* AIM: Copy every one of the following entries word for word, keeping their order and line breaks.

* SUPPLIED MATERIAL:
■ ■ ■ ■ ■ ■ ■
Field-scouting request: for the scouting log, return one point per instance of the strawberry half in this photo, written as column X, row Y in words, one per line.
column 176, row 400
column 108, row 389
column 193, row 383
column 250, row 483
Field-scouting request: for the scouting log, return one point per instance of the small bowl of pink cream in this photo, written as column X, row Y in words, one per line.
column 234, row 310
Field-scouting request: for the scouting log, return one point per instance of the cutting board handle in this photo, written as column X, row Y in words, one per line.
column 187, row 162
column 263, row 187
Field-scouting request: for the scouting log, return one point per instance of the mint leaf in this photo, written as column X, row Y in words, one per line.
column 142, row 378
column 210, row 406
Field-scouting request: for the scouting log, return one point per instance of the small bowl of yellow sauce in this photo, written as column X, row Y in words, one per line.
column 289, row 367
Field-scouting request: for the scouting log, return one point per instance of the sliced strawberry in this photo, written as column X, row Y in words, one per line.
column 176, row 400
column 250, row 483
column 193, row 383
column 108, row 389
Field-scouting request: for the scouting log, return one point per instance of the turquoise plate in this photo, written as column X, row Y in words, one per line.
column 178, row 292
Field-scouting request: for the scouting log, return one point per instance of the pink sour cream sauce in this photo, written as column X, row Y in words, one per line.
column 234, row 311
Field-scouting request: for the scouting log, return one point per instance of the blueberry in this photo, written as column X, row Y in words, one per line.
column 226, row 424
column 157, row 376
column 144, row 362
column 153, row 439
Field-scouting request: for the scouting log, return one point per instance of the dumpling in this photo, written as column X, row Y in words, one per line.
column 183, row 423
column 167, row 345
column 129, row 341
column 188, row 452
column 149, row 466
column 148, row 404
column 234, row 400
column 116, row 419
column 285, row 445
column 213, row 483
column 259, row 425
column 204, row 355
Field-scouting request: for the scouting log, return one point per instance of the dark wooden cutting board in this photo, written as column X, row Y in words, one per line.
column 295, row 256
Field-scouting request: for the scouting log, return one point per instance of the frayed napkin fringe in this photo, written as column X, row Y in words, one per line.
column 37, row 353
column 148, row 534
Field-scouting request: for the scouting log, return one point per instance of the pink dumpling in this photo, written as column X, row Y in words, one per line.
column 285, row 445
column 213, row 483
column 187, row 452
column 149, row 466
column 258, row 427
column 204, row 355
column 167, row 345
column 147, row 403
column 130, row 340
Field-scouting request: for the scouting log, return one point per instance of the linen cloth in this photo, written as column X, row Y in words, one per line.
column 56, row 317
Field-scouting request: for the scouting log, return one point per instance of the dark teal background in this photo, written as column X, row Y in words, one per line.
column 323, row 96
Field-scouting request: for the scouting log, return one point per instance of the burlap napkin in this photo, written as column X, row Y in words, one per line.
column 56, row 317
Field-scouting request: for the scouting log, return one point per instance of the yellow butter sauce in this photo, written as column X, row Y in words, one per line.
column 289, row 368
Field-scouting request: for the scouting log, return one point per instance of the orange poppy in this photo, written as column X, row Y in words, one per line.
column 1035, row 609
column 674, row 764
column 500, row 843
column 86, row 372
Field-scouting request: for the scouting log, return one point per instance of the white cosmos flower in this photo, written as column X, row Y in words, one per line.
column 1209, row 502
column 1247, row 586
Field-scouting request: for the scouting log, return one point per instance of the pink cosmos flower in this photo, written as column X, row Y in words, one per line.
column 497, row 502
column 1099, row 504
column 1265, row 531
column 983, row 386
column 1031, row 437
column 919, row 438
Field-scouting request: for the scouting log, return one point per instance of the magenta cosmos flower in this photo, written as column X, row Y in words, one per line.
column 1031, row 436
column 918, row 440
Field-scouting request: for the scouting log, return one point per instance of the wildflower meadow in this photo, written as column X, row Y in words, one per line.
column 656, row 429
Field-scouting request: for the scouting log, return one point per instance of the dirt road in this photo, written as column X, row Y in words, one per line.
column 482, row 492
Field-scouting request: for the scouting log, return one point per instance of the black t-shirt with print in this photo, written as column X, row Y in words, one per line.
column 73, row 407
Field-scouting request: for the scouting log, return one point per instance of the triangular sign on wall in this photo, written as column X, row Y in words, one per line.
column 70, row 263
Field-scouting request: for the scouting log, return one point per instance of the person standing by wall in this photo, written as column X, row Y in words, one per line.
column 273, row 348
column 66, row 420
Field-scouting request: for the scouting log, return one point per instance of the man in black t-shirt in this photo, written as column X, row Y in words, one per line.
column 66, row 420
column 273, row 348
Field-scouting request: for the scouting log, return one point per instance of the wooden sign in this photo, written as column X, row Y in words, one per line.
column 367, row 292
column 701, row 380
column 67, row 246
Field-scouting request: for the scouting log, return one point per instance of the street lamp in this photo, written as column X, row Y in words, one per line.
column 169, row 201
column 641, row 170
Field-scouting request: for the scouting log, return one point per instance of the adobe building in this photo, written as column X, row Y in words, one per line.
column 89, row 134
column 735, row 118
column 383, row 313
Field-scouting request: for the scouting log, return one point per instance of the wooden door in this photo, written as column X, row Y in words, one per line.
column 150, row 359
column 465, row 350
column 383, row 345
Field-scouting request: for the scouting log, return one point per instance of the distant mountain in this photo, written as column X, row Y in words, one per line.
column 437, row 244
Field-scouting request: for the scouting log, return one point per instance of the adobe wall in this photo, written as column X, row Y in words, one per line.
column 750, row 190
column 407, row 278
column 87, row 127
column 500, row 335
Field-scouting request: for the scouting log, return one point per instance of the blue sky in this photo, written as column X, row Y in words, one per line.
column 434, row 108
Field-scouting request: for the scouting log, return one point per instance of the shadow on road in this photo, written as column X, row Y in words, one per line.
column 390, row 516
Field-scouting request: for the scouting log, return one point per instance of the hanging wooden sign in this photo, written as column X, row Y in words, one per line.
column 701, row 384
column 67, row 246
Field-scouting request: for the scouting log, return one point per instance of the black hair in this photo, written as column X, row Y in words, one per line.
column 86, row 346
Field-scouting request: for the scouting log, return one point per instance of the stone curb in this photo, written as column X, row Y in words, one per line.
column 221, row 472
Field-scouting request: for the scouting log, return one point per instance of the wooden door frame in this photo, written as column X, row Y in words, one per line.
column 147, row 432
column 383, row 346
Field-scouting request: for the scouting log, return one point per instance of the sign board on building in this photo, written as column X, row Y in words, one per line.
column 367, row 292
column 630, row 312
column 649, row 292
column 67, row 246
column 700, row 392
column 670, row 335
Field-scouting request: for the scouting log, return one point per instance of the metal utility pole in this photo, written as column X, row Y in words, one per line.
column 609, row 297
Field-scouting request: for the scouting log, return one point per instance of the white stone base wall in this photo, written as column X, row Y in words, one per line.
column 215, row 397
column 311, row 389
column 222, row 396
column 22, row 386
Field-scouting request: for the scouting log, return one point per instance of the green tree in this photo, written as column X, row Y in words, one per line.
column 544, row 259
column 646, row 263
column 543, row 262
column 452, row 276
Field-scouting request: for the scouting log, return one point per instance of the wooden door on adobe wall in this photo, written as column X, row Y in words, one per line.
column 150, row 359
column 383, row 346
■ ■ ■ ■ ■ ■ ■
* SOLUTION FOR THIS PROBLEM:
Field-scouting request: for the scouting log, return one point per instance of the strawberry half in this photo, written as column X, row Y in words, one per line.
column 176, row 400
column 108, row 389
column 193, row 383
column 250, row 483
Field-scouting request: for the scouting log, return one point per instance of the small bowl of pink cream in this photo, written as column X, row Y in words, one per line.
column 234, row 310
Field-scouting request: for the scouting log, return one point per instance of the cutting board handle in this photo, written as column X, row Y in words, one per line.
column 187, row 162
column 263, row 187
Field-scouting request: for the scouting log, return one point per instance of the mint leaf in this photo, written as column X, row Y in words, one per line.
column 142, row 378
column 210, row 406
Field-scouting request: for the scouting log, return one point per instance of the small bowl of yellow sauce in this photo, written as column X, row Y in words, one per line.
column 289, row 367
Field-scouting request: for the scouting log, return one point per instance of the sliced strawberry in this photo, written as column X, row Y in words, one per line.
column 176, row 400
column 250, row 483
column 193, row 383
column 108, row 389
Field-scouting request: for the scouting log, return one point per instance of the turquoise plate in this photo, written as column X, row Y in words, one per line.
column 178, row 292
Field-scouting request: for the scouting log, return one point per instance of the pink sour cream sauce in this photo, written as column X, row Y in words, one per line.
column 234, row 311
Field-scouting request: for the scouting log, return one point per instance of the blueberry in this photo, written as column X, row Y in words, one per line.
column 226, row 424
column 157, row 376
column 144, row 362
column 153, row 439
Field-scouting request: for the scouting log, return one point per instance of the dumpling in this photo, written as column X, row Y in words, one per line.
column 183, row 423
column 167, row 345
column 129, row 341
column 188, row 452
column 149, row 466
column 148, row 404
column 234, row 400
column 116, row 419
column 285, row 445
column 213, row 483
column 259, row 425
column 204, row 355
Field-scouting request: for the scouting log, return one point per instance of the dark wooden cutting board in this photo, written as column X, row Y in words, one per line.
column 295, row 256
Field-scouting request: for the scouting log, return one point per instance of the frayed napkin fringe in this photo, written as column X, row Y in words, one per line.
column 37, row 353
column 148, row 534
Field-scouting request: for the scouting log, return one point per instance of the pink dumpling in this photo, written as column X, row Y in words, one per line.
column 285, row 445
column 213, row 483
column 187, row 452
column 149, row 466
column 258, row 427
column 204, row 355
column 167, row 345
column 147, row 403
column 130, row 340
Field-scouting request: for the scouting log, return one point per instance of the linen cloth in this photo, written as column X, row Y in words, one per line.
column 56, row 317
Field-scouting request: for the scouting log, return one point per instance of the dark teal background in this photo, written as column X, row Y in words, one per line.
column 323, row 96
Field-scouting request: for the scouting log, return one point per instance of the burlap napkin in this photo, written as column X, row Y in words, one per line.
column 56, row 317
Field-scouting request: for the scouting log, return one point per instance of the yellow butter sauce in this photo, written as column X, row Y in words, one per line.
column 289, row 368
Field-scouting request: for the scouting log, return one point per instance of the orange poppy in this photo, written as column X, row Y in words, one per line.
column 1035, row 609
column 674, row 764
column 500, row 843
column 86, row 372
Field-scouting request: for the scouting log, return one point per instance of the white cosmos flower in this photo, written as column X, row Y in words, one per line.
column 1209, row 502
column 1247, row 586
Field-scouting request: for the scouting log, return one point per instance of the pink cosmos flower in this photo, written as column X, row Y in words, one per line.
column 497, row 502
column 1099, row 504
column 1265, row 531
column 983, row 386
column 1031, row 437
column 919, row 438
Field-scouting request: for the scouting log, return one point per instance of the magenta cosmos flower in this photo, written as column X, row Y in words, one per line.
column 1031, row 436
column 918, row 440
Field-scouting request: for the scouting log, return one point per instance of the wildflower meadow in this photo, written as column X, row Y in words, one per line.
column 656, row 429
Field-scouting request: for the scouting log, return one point per instance of the dirt road in this photo, written as column X, row Y in words, one per line.
column 482, row 492
Field-scouting request: for the scouting log, return one point per instance of the black t-shirt with print in this photo, written as column X, row Y in words, one per line.
column 73, row 407
Field-scouting request: for the scouting log, return one point per instance of the triangular sign on wall in this photo, written as column X, row Y in words, one per line.
column 70, row 263
Field-scouting request: for the scouting log, return one point per instance of the person standing by wall in this photo, written as column X, row Y in words, one per line.
column 273, row 348
column 66, row 420
Field-scouting request: for the scouting log, return one point per instance of the man in black t-shirt in this photo, written as column X, row Y in words, one per line.
column 66, row 420
column 273, row 348
Field-scouting request: for the scouting log, return one point per instance of the wooden sign in this photo, written as column X, row Y in words, one per line.
column 367, row 292
column 701, row 380
column 67, row 246
Field-scouting request: for the scouting log, return one point per instance of the street lamp in this photo, written as column X, row Y in words, one per line.
column 169, row 201
column 641, row 170
Field-scouting request: for the scouting log, return one point per instance of the adobe building in this photo, written as column X, row Y in words, one per line.
column 89, row 134
column 735, row 118
column 383, row 313
Field-scouting request: for the scouting log, return one point per instance of the wooden door in this photo, written as column X, row Y in words, one per line.
column 150, row 359
column 465, row 350
column 383, row 345
Field-scouting request: for the scouting log, return one point per instance of the distant mountain in this photo, written as column X, row Y in words, one per line.
column 437, row 244
Field-scouting request: for the scouting log, return one point per instance of the adobe wall in this photo, written as column X, row Y in words, one per line.
column 750, row 190
column 407, row 278
column 87, row 127
column 500, row 335
Field-scouting request: for the scouting log, return one point per instance of the blue sky in this photo, written as column X, row Y in words, one per line.
column 434, row 108
Field-scouting request: for the scouting log, return one point per instance of the shadow on road in this photo, written as column X, row Y in words, one per line.
column 390, row 516
Field-scouting request: for the scouting log, return one point per instance of the hanging wooden sign in this photo, written as column X, row Y in words, one per line.
column 701, row 384
column 67, row 246
Field-scouting request: for the scouting log, return one point per instance of the black hair in this photo, written as column X, row Y in words, one per line.
column 86, row 346
Field-scouting request: for the scouting log, return one point per instance of the stone curb in this photo, written as column X, row Y in words, one per line.
column 221, row 472
Field-scouting request: for the scouting log, return one point per instance of the wooden door frame in this photo, written as column X, row Y in words, one per line.
column 147, row 432
column 383, row 346
Field-scouting request: for the scouting log, return one point per instance of the sign board on building in this photo, written as column X, row Y in words, one per line.
column 367, row 292
column 630, row 312
column 649, row 292
column 67, row 246
column 700, row 392
column 670, row 335
Field-scouting request: for the scouting log, return one point per instance of the metal utility pole in this photo, written as column X, row Y in words, one per line.
column 609, row 297
Field-scouting request: for the scouting log, return one point per instance of the white stone base wall in this photo, written as column X, row Y in words, one per line.
column 215, row 397
column 311, row 389
column 222, row 396
column 22, row 386
Field-scouting request: for the scouting log, return one point per instance of the green tree in this photo, written as column X, row Y in words, one per line.
column 544, row 259
column 646, row 263
column 543, row 262
column 452, row 276
Field-scouting request: for the scouting log, return one point per instance of the wooden door on adobe wall in this photo, written as column X, row Y in words, one per line.
column 150, row 359
column 383, row 346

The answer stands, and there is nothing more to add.